Wednesday, August 21, 2013

SYARAT UKHUWAH ISLAMIYAH

Ukhuwah  karena  Allah memiliki  syarat-syarat  dan  dasar-dasar yang  menjadikan  ikatan  ukhuwah tersebut menjadi tertib. Tidak akan diterima di sisi Allah  kecuali bila kaum muslimin mengikuti syarat-syarat tersebut  dan melakukannya  dengan sebaik-baiknya.

1.  Ukhuwah harus murni karena Allah
Tidak  mungkin  ukhuwah  terbentuk  kecuali  jika  orang-orang  yang  saling  bersaudara  itu membersihkan diri dan memurnikan diri  dari  segala  bentuk  manfaat yang  bersifat  pribadi. Manakala itu terjadi, ukhuwah akan mengeluarkan buahnya  serta berdampak positif di masyarakat.  Di antara  dalil  yang menunjukkan betapa daruratnya rasa ikhlas dalam berukhuwah adalah hadits riwayat Muslim.  Yaitu tentang seorang  lelaki ketika  dalam  perjalanan  mengunjungi saudaranya  di  sebuah desa,  dia ditanya oleh malaikat.

SOAL LATIHAN ->
1. Tolong daftarkan semua kata ulang yang ditulis dengan tanda hubung dalam teks tentang syarat ukhuwah Islamiyah. Setiap kata cukup disebut sekali.
2. Lanjutkan teks tentang syarat ukhuwah Islamiyah mulai dari kalimat terakhirnya.

CATATAN TERSEDIA ->
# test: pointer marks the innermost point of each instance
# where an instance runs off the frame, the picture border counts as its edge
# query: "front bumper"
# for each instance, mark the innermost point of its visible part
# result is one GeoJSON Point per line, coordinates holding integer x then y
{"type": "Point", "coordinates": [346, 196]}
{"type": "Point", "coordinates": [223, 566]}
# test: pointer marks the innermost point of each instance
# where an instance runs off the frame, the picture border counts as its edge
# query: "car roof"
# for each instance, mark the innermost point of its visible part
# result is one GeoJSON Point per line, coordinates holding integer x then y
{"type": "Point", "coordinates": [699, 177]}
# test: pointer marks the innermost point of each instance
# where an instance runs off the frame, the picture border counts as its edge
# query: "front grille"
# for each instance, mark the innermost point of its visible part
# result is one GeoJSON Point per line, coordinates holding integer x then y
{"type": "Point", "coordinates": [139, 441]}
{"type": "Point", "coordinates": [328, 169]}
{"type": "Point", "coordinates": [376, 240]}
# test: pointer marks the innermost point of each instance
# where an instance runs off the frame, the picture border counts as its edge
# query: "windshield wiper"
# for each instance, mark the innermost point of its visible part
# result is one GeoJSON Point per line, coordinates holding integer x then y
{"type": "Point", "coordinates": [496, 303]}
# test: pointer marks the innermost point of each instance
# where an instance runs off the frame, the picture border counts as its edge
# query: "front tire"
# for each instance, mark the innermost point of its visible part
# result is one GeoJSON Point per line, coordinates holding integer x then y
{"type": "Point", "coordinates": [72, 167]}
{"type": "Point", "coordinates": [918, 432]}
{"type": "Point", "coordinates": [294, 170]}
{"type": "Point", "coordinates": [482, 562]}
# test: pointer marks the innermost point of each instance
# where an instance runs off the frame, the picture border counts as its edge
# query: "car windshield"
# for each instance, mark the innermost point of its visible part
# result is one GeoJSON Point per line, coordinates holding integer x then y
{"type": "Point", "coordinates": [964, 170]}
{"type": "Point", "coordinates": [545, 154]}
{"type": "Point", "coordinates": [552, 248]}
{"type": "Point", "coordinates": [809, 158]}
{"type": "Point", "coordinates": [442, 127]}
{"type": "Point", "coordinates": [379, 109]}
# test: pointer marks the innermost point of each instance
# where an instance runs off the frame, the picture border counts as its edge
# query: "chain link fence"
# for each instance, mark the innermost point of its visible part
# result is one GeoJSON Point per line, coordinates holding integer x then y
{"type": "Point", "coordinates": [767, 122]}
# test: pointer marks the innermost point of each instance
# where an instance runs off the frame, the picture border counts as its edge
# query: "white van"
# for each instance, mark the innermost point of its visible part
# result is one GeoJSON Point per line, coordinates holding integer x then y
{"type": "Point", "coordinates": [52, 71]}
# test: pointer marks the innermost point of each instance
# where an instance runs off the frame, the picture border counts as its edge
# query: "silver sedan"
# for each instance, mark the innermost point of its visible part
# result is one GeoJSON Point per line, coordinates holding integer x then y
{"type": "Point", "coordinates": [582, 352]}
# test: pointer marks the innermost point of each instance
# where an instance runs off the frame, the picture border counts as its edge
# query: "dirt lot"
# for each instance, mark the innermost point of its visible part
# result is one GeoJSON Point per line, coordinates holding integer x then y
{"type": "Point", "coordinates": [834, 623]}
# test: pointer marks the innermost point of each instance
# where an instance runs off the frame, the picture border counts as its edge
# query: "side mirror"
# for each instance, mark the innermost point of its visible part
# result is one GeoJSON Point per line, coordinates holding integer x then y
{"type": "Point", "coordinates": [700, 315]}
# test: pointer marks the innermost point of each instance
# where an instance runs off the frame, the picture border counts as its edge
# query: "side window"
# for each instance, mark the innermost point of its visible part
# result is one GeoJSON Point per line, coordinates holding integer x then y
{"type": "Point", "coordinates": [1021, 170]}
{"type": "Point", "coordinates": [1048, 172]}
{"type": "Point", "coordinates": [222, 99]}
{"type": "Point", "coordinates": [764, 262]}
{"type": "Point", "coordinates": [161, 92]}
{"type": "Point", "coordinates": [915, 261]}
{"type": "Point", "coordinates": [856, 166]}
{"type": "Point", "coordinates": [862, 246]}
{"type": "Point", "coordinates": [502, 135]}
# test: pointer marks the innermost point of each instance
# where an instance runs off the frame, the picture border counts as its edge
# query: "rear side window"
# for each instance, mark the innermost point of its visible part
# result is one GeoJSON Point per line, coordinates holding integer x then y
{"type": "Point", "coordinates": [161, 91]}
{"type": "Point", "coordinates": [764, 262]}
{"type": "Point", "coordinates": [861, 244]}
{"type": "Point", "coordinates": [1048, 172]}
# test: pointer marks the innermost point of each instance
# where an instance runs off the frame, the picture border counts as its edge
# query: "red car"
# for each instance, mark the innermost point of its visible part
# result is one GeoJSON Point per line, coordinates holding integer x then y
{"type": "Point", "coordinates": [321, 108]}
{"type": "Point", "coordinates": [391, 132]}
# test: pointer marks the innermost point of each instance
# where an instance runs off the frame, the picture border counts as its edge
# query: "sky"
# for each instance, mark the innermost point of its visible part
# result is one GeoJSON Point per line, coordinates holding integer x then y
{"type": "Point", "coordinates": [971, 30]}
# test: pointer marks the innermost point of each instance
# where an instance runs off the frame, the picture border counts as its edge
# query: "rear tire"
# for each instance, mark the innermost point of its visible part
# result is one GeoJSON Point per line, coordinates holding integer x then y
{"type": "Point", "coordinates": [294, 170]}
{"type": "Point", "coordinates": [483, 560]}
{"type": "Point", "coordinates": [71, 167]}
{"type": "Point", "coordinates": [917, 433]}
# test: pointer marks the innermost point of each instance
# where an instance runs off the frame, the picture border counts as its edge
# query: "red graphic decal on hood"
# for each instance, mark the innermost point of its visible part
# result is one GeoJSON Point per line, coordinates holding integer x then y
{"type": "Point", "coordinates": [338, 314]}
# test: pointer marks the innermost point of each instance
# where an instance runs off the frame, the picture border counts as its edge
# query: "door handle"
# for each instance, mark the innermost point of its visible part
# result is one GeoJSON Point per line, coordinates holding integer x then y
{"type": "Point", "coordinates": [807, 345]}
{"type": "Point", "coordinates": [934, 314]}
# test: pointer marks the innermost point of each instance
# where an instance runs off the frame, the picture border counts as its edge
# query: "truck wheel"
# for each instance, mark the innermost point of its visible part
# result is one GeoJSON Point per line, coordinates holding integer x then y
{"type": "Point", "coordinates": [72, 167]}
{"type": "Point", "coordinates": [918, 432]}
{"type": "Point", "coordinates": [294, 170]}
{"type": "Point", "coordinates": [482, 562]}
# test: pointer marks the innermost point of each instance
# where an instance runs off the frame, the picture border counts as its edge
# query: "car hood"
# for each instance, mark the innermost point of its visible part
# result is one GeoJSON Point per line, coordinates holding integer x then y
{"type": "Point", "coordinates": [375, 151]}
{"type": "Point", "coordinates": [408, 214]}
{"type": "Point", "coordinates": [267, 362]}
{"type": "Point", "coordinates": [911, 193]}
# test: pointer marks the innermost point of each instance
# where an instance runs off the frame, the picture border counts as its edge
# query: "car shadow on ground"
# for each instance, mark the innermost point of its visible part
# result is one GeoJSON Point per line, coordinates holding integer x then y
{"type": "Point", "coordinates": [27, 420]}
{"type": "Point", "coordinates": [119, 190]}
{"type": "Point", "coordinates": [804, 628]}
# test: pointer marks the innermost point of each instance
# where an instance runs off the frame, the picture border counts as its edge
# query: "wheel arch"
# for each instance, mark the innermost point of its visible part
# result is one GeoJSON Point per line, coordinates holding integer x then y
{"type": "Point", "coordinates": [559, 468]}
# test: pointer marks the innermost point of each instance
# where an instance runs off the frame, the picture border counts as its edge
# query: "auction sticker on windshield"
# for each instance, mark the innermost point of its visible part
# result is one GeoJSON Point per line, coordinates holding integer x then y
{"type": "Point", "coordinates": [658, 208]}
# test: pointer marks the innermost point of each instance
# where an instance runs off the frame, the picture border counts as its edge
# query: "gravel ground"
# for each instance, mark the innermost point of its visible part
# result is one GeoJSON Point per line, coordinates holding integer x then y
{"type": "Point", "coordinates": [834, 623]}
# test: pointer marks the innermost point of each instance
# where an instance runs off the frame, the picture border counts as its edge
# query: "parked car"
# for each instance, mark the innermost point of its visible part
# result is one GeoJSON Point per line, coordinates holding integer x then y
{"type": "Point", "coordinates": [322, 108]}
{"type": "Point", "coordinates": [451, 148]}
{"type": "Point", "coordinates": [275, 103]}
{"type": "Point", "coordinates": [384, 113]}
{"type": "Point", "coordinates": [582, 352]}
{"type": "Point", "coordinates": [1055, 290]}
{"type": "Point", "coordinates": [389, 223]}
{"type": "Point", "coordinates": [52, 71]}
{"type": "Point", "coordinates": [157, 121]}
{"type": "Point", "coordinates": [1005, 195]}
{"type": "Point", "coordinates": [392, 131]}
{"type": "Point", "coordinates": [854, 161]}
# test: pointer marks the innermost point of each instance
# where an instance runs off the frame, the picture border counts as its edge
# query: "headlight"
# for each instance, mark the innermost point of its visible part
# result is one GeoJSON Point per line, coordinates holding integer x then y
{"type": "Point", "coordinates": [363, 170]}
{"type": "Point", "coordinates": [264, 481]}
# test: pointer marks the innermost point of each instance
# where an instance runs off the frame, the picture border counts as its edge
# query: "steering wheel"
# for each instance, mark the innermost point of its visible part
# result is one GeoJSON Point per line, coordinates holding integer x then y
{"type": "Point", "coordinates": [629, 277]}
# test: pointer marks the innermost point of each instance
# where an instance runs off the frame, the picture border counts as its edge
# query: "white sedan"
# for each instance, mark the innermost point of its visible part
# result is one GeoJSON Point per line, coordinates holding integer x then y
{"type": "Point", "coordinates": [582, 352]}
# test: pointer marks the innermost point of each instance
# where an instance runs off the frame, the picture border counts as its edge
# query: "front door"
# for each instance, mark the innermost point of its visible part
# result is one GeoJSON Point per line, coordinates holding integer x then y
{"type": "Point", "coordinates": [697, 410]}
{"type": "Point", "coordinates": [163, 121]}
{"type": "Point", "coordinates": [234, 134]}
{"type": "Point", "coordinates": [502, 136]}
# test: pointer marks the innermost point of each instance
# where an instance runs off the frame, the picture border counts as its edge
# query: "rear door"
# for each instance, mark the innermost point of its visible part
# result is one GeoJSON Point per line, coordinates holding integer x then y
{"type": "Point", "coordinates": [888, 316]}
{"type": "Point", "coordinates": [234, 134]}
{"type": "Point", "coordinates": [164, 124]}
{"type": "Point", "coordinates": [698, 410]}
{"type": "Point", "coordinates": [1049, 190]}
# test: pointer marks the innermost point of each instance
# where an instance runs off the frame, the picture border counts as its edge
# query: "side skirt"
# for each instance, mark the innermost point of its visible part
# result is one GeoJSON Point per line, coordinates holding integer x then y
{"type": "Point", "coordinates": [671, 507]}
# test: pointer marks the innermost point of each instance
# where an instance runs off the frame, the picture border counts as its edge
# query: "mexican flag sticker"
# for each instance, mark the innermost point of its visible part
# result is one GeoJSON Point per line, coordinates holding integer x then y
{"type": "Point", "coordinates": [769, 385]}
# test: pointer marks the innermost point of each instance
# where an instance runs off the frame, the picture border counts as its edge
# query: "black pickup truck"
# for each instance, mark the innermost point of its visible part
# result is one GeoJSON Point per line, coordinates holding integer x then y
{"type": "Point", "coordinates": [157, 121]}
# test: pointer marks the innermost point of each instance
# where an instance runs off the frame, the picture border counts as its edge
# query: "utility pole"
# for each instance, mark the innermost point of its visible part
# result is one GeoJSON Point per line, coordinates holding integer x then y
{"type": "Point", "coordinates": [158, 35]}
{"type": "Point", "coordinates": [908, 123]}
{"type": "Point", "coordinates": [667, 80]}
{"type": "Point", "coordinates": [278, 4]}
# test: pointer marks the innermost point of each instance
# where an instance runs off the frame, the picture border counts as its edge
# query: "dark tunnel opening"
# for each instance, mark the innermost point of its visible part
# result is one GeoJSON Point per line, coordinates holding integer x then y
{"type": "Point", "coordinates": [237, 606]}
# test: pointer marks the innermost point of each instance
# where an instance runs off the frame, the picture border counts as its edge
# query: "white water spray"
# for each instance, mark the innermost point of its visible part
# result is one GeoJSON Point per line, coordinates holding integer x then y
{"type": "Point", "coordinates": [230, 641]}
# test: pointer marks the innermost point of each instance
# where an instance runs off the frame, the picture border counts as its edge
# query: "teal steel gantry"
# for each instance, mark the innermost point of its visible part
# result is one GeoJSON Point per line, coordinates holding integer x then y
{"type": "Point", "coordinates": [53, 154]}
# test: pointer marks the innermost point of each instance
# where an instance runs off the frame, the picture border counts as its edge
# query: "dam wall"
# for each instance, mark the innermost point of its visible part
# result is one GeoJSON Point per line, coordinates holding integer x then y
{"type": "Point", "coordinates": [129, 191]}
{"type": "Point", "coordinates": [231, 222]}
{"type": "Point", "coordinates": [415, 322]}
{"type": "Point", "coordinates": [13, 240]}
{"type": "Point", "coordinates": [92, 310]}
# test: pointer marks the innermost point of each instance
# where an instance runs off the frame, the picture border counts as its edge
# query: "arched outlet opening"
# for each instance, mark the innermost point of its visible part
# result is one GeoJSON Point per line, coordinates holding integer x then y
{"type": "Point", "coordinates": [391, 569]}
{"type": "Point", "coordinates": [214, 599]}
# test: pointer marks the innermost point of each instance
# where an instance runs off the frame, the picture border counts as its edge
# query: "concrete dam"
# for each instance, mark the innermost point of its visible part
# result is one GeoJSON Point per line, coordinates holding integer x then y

KUNCI JAWABAN ->
1. syarat-syarat, dasar-dasar, sebaik-baiknya, orang-orang

2.
Dari Abu Hurairah RA  Rasulullah Shallalahu ‘alaihi wassalam bersabda,  “Ada  seorang  laki-laki  mengunjungi  saudaranya  yang tinggal  di  desa  lain,  maka  Allah mengutus  satu  malaikat  untuk menemuinya. Tatkala bertemu dengan lelaki  tersebut  malaikat  bertanya, “Hendak  ke  manakah  saudara?” Lelaki  tersebut  menjawab,  “Saya ingin mengunjungi  saudaraku  di  desa ini.”  Malaikat  kembali  bertanya, “Apakah  anda  menziarahinya  karena ada  sesuatu  kenikmatan  yang  ingin anda  dapatkan?”  (maksudnya,  apakah kamu  punya  tujuan  tertentu  yang kamu  berusaha  untuk  meraihnya?  –edt.)  Lelaki  tersebut  menjawab, “Tidak,  saya melakukan kunjungan  ini semata-mata  karena  kecintaan  saya terhadapnya  karena  Allah”.  Malaikat kemudian  berkata,  “Sesungguhnya saya diutus Allah untuk menemui anda untuk menyampaikan  bahwa  Allah mencintai  anda  sebagaimana  anda mencintai saudara anda karena-Nya”.”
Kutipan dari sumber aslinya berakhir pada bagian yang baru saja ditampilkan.